TASK ITEM -
Search the entries for the word "cave". Copy every line where it turns up.

DATA UNDER STUDY -
******************************

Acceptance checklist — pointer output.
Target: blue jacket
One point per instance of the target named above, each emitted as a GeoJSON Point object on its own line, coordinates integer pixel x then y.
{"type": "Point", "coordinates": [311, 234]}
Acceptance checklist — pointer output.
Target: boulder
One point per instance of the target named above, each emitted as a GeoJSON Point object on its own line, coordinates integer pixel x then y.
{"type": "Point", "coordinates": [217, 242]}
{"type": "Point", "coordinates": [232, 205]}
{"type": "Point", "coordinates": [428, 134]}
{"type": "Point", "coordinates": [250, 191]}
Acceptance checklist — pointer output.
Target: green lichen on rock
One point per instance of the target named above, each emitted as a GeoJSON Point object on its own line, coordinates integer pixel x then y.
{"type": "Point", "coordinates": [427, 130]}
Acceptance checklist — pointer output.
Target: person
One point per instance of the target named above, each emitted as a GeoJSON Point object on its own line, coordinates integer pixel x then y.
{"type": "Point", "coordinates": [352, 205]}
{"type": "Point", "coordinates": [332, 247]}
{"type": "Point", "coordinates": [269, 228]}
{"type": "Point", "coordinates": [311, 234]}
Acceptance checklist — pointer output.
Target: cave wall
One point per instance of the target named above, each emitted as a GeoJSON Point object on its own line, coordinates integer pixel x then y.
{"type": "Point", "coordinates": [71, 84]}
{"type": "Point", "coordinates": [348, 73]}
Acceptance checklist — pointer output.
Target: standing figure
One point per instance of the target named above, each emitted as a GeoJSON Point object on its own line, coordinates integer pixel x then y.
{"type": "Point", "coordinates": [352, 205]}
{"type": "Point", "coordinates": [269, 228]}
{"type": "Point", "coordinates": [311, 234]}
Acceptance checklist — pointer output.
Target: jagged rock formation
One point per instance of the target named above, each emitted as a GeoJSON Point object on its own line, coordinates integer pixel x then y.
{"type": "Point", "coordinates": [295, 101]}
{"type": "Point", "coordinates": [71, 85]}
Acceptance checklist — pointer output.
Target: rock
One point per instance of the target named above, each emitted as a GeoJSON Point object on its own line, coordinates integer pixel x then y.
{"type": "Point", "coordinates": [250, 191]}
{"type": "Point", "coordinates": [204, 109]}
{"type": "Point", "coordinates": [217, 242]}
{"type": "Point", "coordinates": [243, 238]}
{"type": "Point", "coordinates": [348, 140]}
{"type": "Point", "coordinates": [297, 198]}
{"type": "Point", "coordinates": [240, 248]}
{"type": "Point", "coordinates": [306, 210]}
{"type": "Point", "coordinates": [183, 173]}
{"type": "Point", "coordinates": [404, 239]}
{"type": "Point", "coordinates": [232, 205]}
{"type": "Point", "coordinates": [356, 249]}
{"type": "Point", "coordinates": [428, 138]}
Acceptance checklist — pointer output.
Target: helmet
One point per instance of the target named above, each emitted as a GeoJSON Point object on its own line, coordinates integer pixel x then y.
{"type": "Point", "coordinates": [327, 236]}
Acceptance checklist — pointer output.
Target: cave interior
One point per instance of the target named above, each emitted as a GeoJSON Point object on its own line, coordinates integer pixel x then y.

******************************

REPLY TO THE TASK -
Target: cave wall
Target: cave interior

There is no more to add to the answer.